[Short exercise] Write the material out again exactly.

[Records from a point labeling set]

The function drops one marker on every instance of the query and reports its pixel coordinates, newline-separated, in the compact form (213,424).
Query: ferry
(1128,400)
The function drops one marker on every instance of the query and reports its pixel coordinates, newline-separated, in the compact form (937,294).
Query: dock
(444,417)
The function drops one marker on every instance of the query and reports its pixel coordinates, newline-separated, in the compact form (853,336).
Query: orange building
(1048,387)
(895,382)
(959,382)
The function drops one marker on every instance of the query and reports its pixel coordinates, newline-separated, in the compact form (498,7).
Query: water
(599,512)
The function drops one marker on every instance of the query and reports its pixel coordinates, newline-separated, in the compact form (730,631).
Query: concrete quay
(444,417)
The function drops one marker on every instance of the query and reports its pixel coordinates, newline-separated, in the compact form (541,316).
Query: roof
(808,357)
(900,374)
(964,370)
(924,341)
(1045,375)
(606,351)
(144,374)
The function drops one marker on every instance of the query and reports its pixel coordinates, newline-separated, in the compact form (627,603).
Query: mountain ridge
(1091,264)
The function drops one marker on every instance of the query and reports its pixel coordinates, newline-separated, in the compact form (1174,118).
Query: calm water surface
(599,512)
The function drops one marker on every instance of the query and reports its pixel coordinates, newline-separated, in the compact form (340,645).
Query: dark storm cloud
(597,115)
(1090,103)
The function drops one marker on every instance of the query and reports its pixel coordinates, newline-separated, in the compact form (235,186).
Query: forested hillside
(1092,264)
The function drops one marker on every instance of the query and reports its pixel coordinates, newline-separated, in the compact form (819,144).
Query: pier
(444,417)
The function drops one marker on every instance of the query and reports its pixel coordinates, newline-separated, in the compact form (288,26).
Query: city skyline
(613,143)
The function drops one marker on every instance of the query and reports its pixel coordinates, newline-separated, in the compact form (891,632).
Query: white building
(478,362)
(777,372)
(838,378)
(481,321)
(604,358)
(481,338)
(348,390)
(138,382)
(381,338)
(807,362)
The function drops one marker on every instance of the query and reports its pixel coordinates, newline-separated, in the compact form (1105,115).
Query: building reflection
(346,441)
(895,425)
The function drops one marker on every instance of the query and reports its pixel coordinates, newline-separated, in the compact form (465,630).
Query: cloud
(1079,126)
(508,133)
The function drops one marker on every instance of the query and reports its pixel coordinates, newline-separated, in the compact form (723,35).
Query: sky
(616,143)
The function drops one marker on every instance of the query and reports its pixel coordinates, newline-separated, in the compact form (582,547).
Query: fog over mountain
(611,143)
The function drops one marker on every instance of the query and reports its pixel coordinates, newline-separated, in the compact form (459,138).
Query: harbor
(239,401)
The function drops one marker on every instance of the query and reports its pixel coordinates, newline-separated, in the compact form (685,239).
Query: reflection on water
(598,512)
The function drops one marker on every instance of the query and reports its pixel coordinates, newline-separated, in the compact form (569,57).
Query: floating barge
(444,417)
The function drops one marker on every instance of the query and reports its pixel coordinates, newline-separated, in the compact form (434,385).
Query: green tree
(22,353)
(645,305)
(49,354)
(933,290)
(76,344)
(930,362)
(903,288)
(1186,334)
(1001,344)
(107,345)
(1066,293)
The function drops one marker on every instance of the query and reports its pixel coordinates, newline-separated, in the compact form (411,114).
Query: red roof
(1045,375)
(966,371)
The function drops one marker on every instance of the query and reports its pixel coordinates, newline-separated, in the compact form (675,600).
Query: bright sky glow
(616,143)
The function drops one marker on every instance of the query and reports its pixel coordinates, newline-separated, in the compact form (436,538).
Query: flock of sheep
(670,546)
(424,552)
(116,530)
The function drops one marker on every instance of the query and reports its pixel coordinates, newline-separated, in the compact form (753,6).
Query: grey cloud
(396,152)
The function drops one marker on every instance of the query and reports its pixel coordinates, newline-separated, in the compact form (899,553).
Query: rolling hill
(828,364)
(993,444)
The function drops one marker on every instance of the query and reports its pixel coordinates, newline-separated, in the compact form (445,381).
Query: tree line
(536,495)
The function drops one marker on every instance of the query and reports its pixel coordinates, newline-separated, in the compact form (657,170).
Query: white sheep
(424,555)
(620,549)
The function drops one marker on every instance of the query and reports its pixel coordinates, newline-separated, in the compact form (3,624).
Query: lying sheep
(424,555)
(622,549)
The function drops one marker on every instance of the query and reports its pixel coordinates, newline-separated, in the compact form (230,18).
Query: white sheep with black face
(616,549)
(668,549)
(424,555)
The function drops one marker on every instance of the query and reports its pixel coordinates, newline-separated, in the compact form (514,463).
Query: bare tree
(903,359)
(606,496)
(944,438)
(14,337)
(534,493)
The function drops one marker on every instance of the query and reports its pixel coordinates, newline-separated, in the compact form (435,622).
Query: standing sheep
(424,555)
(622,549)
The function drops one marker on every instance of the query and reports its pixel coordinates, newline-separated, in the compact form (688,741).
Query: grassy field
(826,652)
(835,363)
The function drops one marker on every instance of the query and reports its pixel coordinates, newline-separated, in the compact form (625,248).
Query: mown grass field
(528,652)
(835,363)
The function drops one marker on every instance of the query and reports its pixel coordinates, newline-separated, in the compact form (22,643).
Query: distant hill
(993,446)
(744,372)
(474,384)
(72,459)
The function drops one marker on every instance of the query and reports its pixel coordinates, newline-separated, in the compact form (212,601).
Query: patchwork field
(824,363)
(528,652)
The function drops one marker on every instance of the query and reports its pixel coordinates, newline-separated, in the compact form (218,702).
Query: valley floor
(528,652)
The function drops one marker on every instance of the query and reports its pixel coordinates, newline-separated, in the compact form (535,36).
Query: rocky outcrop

[Task response]
The function drops one marker on every instance of the query and reports its pixel coordinates, newline-separated, in the compact form (213,424).
Query: ferry
(1128,400)
The function drops one marker on every instance of the query and reports its pixel coordinates, newline-separated, in the compact form (937,294).
Query: dock
(444,417)
The function drops one marker on every instance of the query and reports its pixel coordinates, newline-separated, in the compact form (853,336).
Query: orange building
(1048,387)
(895,382)
(959,382)
The function drops one marker on every instance of the query and reports its pixel coordinates, newline-separated, in the compact form (498,7).
Query: water
(599,512)
The function drops one marker on every instance of the query and reports its pixel coordinates, newline-separated, in the compact form (730,631).
Query: concrete quay
(444,417)
The function drops one marker on every instance of the query and reports its pixel coordinates, newline-separated, in the compact form (541,316).
Query: roof
(808,357)
(900,374)
(964,370)
(924,341)
(1045,375)
(606,351)
(144,374)
The function drops one marker on every instance of the query and reports its pixel coordinates, newline-separated, in the compact form (627,603).
Query: mountain ridge
(1091,264)
The function drops one marker on every instance of the query and reports its pixel coordinates, newline-separated, in the compact form (1174,118).
Query: calm water surface
(599,512)
The function drops one marker on every instance of the query and reports its pixel coordinates, newline-separated, in the compact form (340,645).
Query: dark storm cloud
(597,115)
(1090,103)
The function drops one marker on every instance of the query and reports its pixel coordinates, newline-separated, in the compact form (235,186).
Query: forested hillside
(1092,264)
The function drops one marker on every instance of the query and reports its pixel coordinates, newline-separated, in the compact form (819,144).
Query: pier
(444,417)
The function drops one marker on every instance of the query and reports its pixel coordinates, newline-separated, in the compact form (288,26).
Query: city skyline
(613,143)
The function drops one marker on every instance of the query and reports its pixel coordinates, newline-separated, in the compact form (891,632).
Query: white building
(478,362)
(777,372)
(838,378)
(481,321)
(604,358)
(481,338)
(348,390)
(138,382)
(381,338)
(807,362)
The function drops one marker on every instance of the query and reports its pixel coordinates, newline-separated, in the compact form (1105,115).
Query: building reflection
(346,441)
(895,425)
The function drops one marker on every instance of the query and reports its pixel coordinates, newline-separated, in the compact form (465,630).
Query: cloud
(1079,126)
(508,133)
The function drops one marker on every instance of the query and reports its pixel coordinates, newline-separated, in the compact form (723,35).
Query: sky
(616,143)
The function drops one marker on every instance of the query and reports its pixel coordinates, newline-separated, in the compact form (582,547).
Query: fog over mountain
(611,143)
The function drops one marker on every instance of the query and reports its pixel coordinates, newline-separated, in the compact form (459,138).
Query: harbor
(239,401)
The function drops one marker on every instance of the query and reports its pixel coordinates, newline-separated, in the compact form (685,239).
Query: reflection on water
(598,512)
The function drops one marker on every instance of the query and reports its pixel coordinates, newline-separated, in the compact form (569,57).
Query: floating barge
(444,417)
The function drops one marker on every instance of the query and reports its pixel coordinates, newline-separated, in the compact form (434,385).
Query: green tree
(22,353)
(645,305)
(49,354)
(933,290)
(76,344)
(930,362)
(903,288)
(1186,334)
(1001,344)
(107,345)
(1066,293)
The function drops one marker on every instance of the query and reports its pixel coordinates, newline-separated, in the compact form (411,114).
Query: red roof
(1045,375)
(966,371)
The function drops one marker on every instance of the query and reports its pixel coordinates, newline-separated, in the compact form (675,600).
Query: bright sky glow
(616,143)
The function drops one marker on every instance of the query and reports its pixel coordinates, newline-separated, in the compact form (436,538).
Query: flock of sheep
(670,546)
(424,552)
(116,530)
The function drops one marker on every instance of the query and reports its pixel coordinates, newline-separated, in the compact form (753,6).
Query: grey cloud
(396,152)
The function drops one marker on every instance of the query and reports its pixel coordinates, newline-separated, in the compact form (899,553).
Query: rolling hill
(828,364)
(993,444)
The function drops one marker on every instance of the query and reports its pixel coordinates, newline-separated, in the compact form (445,381).
Query: tree line
(536,495)
The function drops one marker on every instance of the query and reports its pixel coordinates, newline-separated, in the compact form (657,170).
Query: white sheep
(424,555)
(620,549)
The function drops one marker on every instance of the query and reports its pixel coordinates, newline-separated, in the compact form (3,624).
Query: lying sheep
(424,555)
(622,549)
The function drops one marker on every instance of the query and reports its pixel coordinates, newline-separated, in the compact form (230,18).
Query: white sheep with black face
(616,549)
(668,549)
(424,555)
The function drops one marker on every instance of the query and reports its pixel coordinates, newline-separated, in the compact form (514,463).
Query: bare tree
(903,359)
(606,496)
(944,438)
(14,337)
(534,493)
The function drops one marker on every instance of the query and reports its pixel coordinates, newline-separated, in the compact form (435,622).
Query: standing sheep
(424,555)
(622,549)
The function drops one marker on every instance of the query and reports its pixel coordinates, newline-separated, in the compact form (688,741).
Query: grassy field
(826,652)
(835,363)
The function drops one marker on every instance of the query and reports its pixel coordinates, newline-separated, in the compact form (625,248).
Query: mown grass field
(528,652)
(835,363)
The function drops one marker on every instance of the query and reports its pixel coordinates, newline-separated, in the compact form (22,643).
Query: distant hill
(993,446)
(744,372)
(474,384)
(72,459)
The function drops one marker on every instance of the query and reports its pixel coordinates, newline-separated, in the compact form (212,601).
Query: patchwork field
(824,363)
(528,652)
The function drops one marker on every instance of the query and reports its pixel coordinates, newline-separated, in the compact form (218,702).
Query: valley floor
(528,652)
The function drops one marker on every instance of the query and reports its pixel coordinates, newline-separated, in the compact form (535,36).
Query: rocky outcrop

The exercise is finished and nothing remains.